### [What to produce]
Please resume the text on energy management in the intelligent microgrid network phase, picking up right after its final sentence.

### [Text shown]

_ _ _ _

5.1.3. Energy Management Use Cases of the Intelligent Microgrid Network Phase

In this phase, the different energy sectors are coupled, and they operate flexibly interlinked via different energy conversion devices; hence, the conversions of power-to-X-to-power are reality. The power system, the smart grid, is the backbone of the whole energy system [3,4,91].
The integration of various microgrids and optimizing their operation as a regional basis enables the electricity distribution networks to operate as a building block of the smart grids. In the intelligent microgrid networks, electricity and heating are managed and integrated, and the operation strategy can be chosen from the different operation modes [26,92], such as economical, technical, and environmental.
The central microgrid management system (CMMS) behaves as an energy retailer over several regional MMSs and CEMSs [13] and cooperates with the different aggregators and suppliers of energy. The CHP unit is connected to heat storage (HS), which acts as the seasonal heat storage [93]. The customer roles are like in the previous phases, but, increasingly, Strategic Partners appear. The strategic partners operate actively in the dynamically operated energy networks, meaning that the operating strategy can also be chosen in the strategic partners’ premises. The customers’ load types can be passive and dynamic (the smart and the frequency-controlled loads), like in the microgrid phase. Several independent aggregators can collect the customers’ flexibility, in addition to the retailer-aggregator. There can be dedicated aggregator roles for the ASs such as a PV, a BESS, an EV, or an energy community aggregator.
The HL-UCs are similar to the previous evolution phase, except that new actors are the strategic partners, the CMMS, and the various aggregators. In addition, new actors from the other energy systems are interlinked to the intelligent microgrid network for optimizing the operation of the whole energy system both in the normal operations and in the disturbance situations of the backbone or the power system. The studied HL-UCs for energy management of the LV and the MV distribution networks in the intelligent microgrid network phase are described in Table 5. Only the new events are presented compared to the previous, the microgrid phase.
The HL-UCs for energy management of the MV distribution network in the intelligent microgrid network phase are presented in Figure 4, and they relate to the total energy system’s HL-UCs, which could be:
  • Electricity conversion to heat: Power to heat (PtH) conversion is made in the electricity surplus situation or the low electricity price time. The excess heat is stored.
  • Electricity conversion to liquid: Power to liquid (PtL) conversion is made in the electricity surplus; the liquid is stored in liquid storage, and it can be used as fuel for a generator set (Genset).
  • Liquid conversion to electricity: Liquid to power (LtP) conversion is made in the case of electricity demand. The liquid(s) can be used as fuel for Gensets.

_ _ _ _

### [Records provided]
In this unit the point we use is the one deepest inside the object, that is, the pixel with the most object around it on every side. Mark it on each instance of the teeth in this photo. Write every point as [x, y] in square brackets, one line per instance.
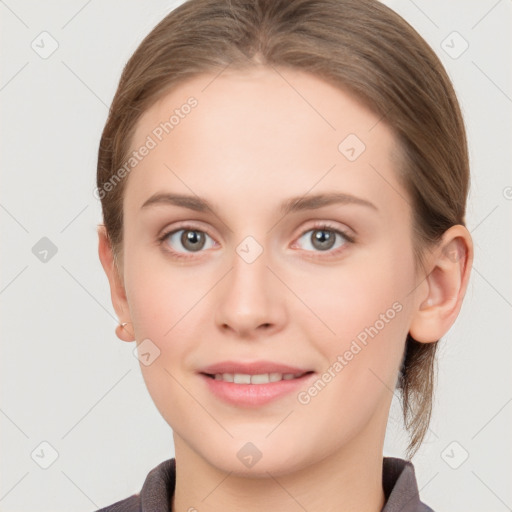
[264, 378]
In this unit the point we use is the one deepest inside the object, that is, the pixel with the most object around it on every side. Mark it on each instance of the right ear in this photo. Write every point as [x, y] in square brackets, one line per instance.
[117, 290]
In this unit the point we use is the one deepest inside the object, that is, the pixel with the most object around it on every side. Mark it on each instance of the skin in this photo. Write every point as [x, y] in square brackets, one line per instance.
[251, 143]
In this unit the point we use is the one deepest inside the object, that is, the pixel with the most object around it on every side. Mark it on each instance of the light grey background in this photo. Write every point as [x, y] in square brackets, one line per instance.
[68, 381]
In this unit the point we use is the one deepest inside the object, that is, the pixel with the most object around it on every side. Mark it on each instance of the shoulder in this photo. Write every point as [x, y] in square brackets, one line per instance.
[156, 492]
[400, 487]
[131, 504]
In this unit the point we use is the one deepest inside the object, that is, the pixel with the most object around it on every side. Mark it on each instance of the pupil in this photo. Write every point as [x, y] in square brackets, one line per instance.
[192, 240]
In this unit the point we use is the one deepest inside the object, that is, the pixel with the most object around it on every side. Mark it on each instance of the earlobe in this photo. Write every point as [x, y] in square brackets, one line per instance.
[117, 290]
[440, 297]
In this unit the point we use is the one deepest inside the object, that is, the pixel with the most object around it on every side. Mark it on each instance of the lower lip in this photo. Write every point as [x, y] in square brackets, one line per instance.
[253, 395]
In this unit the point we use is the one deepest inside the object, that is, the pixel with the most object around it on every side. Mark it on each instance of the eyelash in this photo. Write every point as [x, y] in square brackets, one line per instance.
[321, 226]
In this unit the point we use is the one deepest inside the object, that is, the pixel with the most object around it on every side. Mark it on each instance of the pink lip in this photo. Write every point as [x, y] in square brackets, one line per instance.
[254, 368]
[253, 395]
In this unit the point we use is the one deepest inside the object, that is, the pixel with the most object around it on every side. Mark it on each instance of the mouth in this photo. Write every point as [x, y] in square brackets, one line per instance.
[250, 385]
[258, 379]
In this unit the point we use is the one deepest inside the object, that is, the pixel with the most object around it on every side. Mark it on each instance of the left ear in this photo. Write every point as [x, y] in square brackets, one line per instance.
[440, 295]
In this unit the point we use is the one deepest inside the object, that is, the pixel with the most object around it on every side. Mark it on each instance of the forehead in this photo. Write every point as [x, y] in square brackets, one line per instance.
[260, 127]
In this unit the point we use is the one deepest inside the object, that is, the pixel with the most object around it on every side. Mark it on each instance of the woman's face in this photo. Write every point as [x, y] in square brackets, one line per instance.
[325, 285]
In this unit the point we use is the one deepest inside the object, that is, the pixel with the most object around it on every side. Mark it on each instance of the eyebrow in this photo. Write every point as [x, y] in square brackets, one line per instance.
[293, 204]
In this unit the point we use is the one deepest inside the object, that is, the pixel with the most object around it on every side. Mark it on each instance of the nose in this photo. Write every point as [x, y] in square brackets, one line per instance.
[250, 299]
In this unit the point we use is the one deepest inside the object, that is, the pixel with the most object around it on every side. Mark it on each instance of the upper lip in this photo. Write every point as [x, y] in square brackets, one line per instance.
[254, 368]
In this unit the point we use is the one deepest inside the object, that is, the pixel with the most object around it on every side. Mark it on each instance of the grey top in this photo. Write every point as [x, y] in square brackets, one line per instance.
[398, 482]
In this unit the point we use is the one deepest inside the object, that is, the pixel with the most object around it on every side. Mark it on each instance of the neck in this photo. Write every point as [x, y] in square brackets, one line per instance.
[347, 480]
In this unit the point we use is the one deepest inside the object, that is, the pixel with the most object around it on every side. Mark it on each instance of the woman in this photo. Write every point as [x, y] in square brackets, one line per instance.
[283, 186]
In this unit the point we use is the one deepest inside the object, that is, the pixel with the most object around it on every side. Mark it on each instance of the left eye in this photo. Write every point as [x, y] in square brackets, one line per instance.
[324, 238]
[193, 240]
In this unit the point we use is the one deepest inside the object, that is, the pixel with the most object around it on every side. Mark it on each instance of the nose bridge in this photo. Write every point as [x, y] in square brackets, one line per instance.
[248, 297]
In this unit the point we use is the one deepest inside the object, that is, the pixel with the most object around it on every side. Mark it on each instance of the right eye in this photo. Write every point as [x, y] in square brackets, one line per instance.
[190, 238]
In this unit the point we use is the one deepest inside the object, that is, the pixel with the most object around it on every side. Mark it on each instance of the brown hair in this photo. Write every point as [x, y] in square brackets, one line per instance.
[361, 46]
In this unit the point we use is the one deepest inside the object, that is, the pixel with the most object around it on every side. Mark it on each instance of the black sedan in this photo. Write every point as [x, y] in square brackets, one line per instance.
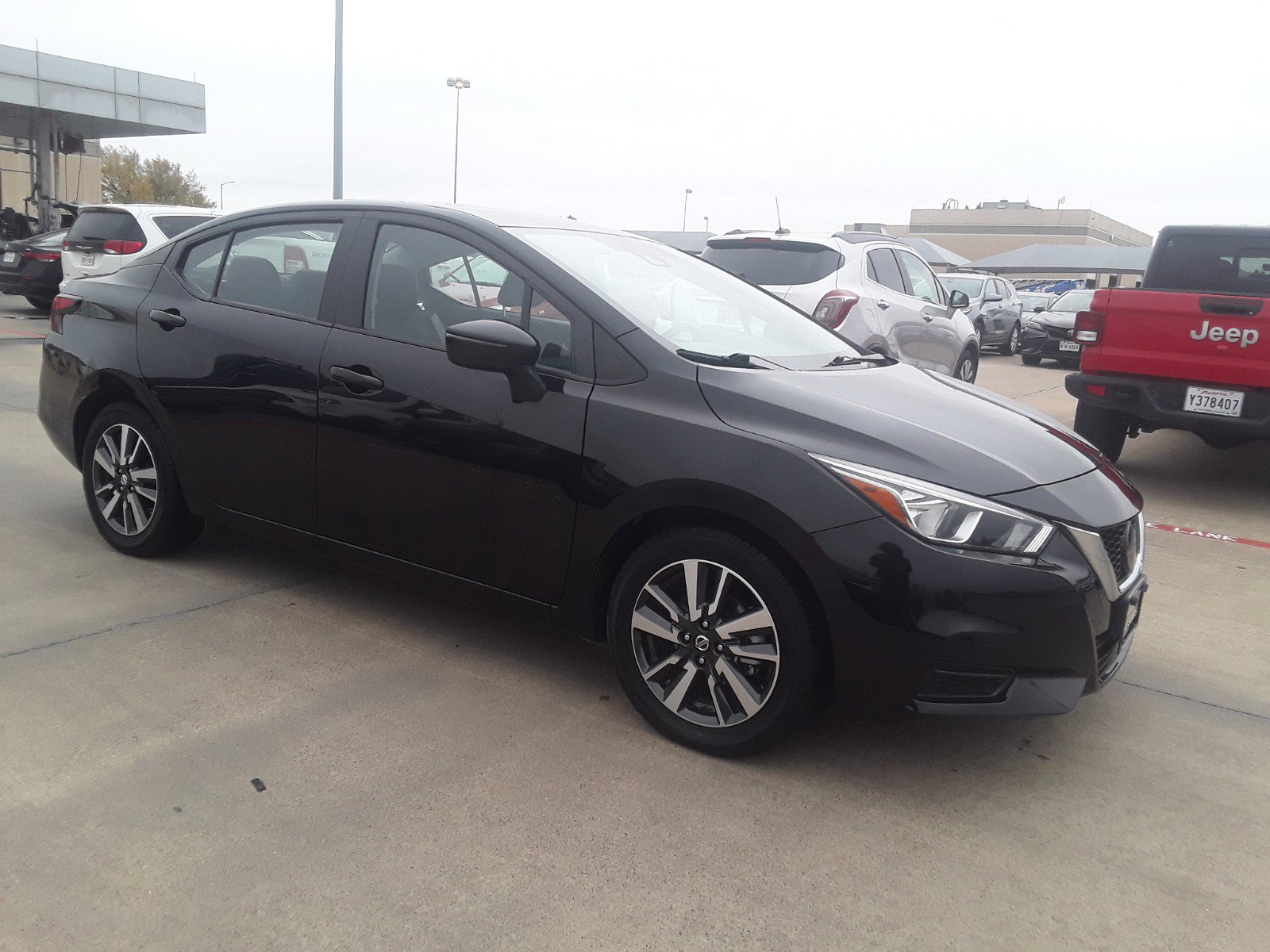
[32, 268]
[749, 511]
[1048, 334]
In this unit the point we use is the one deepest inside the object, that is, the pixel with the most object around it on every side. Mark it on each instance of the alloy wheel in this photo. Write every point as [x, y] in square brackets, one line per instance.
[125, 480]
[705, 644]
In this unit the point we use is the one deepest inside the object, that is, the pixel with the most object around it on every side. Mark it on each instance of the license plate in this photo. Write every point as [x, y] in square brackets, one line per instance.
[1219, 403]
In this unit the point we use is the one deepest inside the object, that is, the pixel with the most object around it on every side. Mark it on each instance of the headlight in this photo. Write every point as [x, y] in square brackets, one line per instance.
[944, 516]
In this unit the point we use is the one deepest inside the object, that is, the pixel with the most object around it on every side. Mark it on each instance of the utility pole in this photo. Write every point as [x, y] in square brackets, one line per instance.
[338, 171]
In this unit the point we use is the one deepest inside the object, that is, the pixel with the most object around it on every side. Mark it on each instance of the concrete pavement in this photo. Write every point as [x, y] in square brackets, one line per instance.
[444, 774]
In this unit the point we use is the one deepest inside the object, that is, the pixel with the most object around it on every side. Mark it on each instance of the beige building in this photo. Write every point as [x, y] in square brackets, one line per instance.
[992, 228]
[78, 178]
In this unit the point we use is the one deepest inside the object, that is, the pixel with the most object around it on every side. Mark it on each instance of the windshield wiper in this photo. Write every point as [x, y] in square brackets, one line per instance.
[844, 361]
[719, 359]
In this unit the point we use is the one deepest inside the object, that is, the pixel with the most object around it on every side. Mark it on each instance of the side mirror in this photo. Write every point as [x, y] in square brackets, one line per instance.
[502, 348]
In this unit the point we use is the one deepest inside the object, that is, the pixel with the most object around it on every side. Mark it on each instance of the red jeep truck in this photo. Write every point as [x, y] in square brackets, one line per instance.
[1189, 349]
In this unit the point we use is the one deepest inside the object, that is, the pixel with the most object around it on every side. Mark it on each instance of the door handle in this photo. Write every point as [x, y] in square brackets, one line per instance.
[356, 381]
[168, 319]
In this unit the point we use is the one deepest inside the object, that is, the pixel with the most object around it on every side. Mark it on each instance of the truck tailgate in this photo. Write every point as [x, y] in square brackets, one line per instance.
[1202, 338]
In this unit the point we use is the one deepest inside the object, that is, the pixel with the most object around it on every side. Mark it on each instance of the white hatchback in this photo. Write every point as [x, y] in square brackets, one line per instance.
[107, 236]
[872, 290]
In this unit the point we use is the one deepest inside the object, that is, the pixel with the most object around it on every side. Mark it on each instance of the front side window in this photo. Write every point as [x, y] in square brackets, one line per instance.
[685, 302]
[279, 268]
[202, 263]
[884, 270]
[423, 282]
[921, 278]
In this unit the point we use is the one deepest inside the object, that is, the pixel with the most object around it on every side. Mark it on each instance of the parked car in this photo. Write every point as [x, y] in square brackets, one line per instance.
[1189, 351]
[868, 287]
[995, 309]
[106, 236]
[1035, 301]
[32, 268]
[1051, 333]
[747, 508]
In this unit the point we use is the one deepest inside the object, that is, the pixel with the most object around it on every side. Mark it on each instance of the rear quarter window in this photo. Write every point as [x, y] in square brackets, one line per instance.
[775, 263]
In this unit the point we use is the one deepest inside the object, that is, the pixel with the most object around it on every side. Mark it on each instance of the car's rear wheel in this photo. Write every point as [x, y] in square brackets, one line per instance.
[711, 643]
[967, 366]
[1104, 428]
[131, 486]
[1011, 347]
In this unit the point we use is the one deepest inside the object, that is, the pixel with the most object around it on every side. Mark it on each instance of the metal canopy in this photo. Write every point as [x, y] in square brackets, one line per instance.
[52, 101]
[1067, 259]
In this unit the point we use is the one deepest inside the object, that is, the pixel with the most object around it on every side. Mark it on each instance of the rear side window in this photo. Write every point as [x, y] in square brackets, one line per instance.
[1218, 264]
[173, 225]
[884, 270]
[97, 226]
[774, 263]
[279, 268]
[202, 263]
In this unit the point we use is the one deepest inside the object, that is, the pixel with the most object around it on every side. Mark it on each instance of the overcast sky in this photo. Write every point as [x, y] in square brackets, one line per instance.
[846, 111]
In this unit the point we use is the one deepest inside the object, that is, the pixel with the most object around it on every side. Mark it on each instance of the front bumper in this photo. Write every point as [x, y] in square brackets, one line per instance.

_ _ _ _

### [Written response]
Based on the load control HL-UC, the economic DR for load shifting by load curtailment PUC and the DR for peak shaving by load shedding PUC are applicable the same way as in the microgrid phase. Both of them are flexibilities that could be used in the base power markets, Nordpool’s day-ahead and intraday markets, the TSO’s balancing and reserve markets, and the DSO’s local ASs. Overall, various PUCs of ASs could be developed in this evolution phase since a microgrid can be considered a dynamic load (and generation) reserve shaped in different voltage levels.
Further, considering the operational scenarios of the various flexible resources from the different voltage levels, a responsive generation control PUC could be developed for the electricity generation HL-UC. Similarly, a responsive demand control PUC could be developed for the electricity consumption HL-UC. In these circumstances, these PUCs could be combined and named the flexibility control PUC. It would be worth exploring whether the flexibility control could be a new concept level building block presenting a new HL-UC for future power systems’ energy management.
Like previous chapters, we can derive UCs for all evolution phases, but in the following, the focus is only on the microgrid phase, as presented in Figure 1.

5.2. Voltage and Frequency Control via Power Balance Management Use Cases of the Microgrid Phase

Power balance management aims to maintain the power system frequency that results from the balance between electricity production and consumption. The demand can be predicted, but deviations occur due to unexpected load variations, fluctuation of the renewable generation, or disturbances. Power balance management and a hierarchical control strategy are required for the microgrids [94] because of the autonomous operation requirements. In microgrids, the system’s stability is achieved by optimizing active and reactive power flows through the DG units, the BESS units, and the controllable loads. The BESS system should support the microgrid reliability and efficiency. The loads have to be classified and prioritized for demand flexibility. In the grid-connected mode, the power output of DG and BESS units is to be optimized. The controllable loads are committed according to the requirements of the energy markets in which they participate. Considerable is the limit of the active and reactive power flow at the POI without losing the possibility of safe islanding operation.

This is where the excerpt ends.